[RECORD SET]
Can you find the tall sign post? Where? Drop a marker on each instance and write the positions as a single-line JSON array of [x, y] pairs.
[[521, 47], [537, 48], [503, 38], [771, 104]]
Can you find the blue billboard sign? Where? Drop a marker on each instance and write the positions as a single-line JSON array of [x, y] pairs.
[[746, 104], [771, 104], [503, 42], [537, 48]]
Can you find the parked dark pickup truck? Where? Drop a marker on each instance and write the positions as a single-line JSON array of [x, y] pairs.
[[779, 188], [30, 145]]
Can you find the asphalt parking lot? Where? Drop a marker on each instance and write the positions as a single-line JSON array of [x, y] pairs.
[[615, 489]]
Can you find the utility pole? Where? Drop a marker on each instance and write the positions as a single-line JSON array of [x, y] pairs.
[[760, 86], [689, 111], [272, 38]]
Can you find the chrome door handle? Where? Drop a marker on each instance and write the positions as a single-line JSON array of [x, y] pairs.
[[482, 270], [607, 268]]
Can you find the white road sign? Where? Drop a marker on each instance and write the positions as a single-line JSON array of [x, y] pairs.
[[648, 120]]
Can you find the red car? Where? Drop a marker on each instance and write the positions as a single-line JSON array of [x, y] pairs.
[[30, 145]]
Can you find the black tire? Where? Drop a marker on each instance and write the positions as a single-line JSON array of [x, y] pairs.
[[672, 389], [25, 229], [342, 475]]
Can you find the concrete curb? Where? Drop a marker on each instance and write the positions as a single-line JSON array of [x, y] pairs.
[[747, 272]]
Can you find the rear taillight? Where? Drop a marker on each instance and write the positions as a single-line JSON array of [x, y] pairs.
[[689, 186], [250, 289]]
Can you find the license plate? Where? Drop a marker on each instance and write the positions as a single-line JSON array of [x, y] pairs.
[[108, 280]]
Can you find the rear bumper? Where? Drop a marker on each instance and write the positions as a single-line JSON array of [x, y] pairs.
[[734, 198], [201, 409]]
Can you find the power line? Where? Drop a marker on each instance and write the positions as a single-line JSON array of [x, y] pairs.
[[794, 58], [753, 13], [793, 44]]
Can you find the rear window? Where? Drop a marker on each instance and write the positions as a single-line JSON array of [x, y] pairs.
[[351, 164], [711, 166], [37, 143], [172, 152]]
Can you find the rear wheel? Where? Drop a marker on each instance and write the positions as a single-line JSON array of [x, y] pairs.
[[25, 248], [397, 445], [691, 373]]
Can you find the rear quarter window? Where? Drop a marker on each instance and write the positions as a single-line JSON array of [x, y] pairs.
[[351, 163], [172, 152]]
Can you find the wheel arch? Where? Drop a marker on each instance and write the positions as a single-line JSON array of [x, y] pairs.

[DIRECTIONS FOR THIS TASK] A word-for-word restatement of every record above is expected.

[TASK RESPONSE]
Can you find the tall sign post? Where? Drop a marker on each instance and write the positions as a single-line JSON array of [x, y] pairs.
[[521, 47], [537, 48], [503, 38], [771, 104]]
Can you find the blue billboard sign? Where? Drop a marker on each instance and write the positions as a single-line JSON array of [x, y] pairs.
[[746, 104], [771, 104], [503, 42], [537, 48]]
Can you find the parked dark pickup truck? Where? Drop a marker on each instance and write the positions as a single-line JSON array of [x, y] pairs.
[[779, 188], [30, 145]]
Can you find the asphalt parking lot? Where? Drop a marker on each instance and write the positions as a single-line JSON array of [x, y] pairs.
[[615, 489]]
Can you find the utility pole? Where? Drop a marker on each instance and write the positions as a single-line JSON array of [x, y] pairs.
[[760, 86], [689, 111], [272, 38]]
Can you find the chrome door handle? Where? Drop a marker on each instance and write the positions as a single-line JSON array of [x, y] pairs.
[[482, 270], [607, 268]]
Can you find the white road sign? Where? Drop a marker on each instance and write the positions as a single-line JSON array of [x, y] pairs.
[[648, 120]]
Can you find the red car? Where? Drop a marker on each instance and write the positions as a single-line JSON array of [x, y] pairs.
[[30, 145]]
Can you find the black tire? Where? Drop a marker on each instance and write the positions as a single-line JSON array of [x, y] pairs.
[[672, 389], [25, 229], [342, 475]]
Can you find the concrete curb? Where? Drop a marker on each instance and write the positions as a single-line JSON array of [x, y] pairs.
[[747, 272]]
Can you find the rear taillight? Where? Drop a marker on each instance and write the positions as a single-line JSON array of [x, y] pairs.
[[689, 186], [250, 289]]
Can you find the license plate? Where? Drop a marker on each instance and write the positions as a single-line JSON array of [x, y] pairs.
[[108, 280]]
Can you find the rear bumper? Where? Drop a marker on each instance and write the positions as a single-line JSON array of [x, y] pairs.
[[734, 198], [201, 409]]
Can you find the power line? Where? Drop a marker on each instance and write the positions as a single-line JSON array of [x, y] pairs.
[[794, 58], [753, 13], [793, 44]]
Can you find the rear window? Where? Drop a marker on each instance and write the positions as a single-line JSON array of [x, y] pairs.
[[351, 164], [711, 166], [37, 143], [172, 152]]
Can you find the rear wheel? Where? Drop a marker on each instance and write the positions as a single-line JSON array of [x, y] pairs.
[[25, 248], [397, 445], [691, 373]]
Can you find the rear quarter window? Where? Drop a marker on each instance and write the positions as a single-line JSON array of [x, y] pairs.
[[351, 163], [172, 152]]
Can you find the wheel arch? Where? Drop a marker on each instance and write the positions as a single-line JSON array of [x, y] pairs.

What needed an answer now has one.